What is being asked
Filter the data for "session" and copy matching lines.
___ Provided data
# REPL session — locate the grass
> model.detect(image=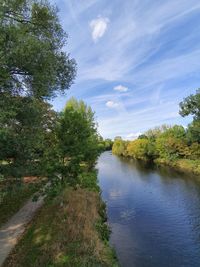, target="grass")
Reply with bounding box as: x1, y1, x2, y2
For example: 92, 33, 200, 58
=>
155, 158, 200, 176
0, 176, 45, 227
174, 159, 200, 176
3, 187, 118, 267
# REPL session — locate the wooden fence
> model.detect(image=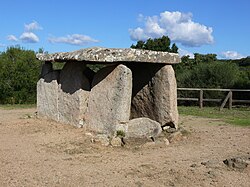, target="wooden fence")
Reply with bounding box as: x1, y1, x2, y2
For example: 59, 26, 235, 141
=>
177, 88, 250, 110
______
Output below
# REPL session — locate the grass
# REPL session — locate the wooden fence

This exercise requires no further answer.